(Point annotation dataset entries)
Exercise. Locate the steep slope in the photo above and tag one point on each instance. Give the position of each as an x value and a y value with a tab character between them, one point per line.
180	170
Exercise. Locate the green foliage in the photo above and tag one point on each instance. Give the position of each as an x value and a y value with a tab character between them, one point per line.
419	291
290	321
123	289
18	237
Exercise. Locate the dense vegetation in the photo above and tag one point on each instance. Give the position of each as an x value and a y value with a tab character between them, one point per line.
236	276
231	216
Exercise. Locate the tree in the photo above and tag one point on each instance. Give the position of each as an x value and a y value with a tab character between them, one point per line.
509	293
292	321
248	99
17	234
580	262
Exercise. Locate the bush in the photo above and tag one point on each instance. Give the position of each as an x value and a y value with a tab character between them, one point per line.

* **Your goal**
Reproduce every one of the entries above, line for line, without changing a single character.

* **Reply**
Exercise. Locate the steep slope in the photo above and tag one point on each instance. Give the position of each as an x value and a y value with a tab character between them, one point per line.
180	170
Exercise. Locate the green foliage in the photo above and tag one point on each instance. Give the position of each as an x value and a y value with a tab character between them, one point per line.
419	291
290	321
123	289
18	237
Exercise. Locate the dense vegetation in the photo above and tag one point on each instance. Give the position of each as an x value and a y value with a tab character between them, one point per line.
236	276
231	216
Exercise. Locate the tree in the photo above and tag one point on each instance. Give the position of each as an x value and a y value with a tab character between them, one point per line.
509	293
292	321
248	99
17	234
580	262
Exercise. Locate the bush in the photo above and tag one point on each instance. Give the position of each as an x value and a y value with a tab character between them, one point per line.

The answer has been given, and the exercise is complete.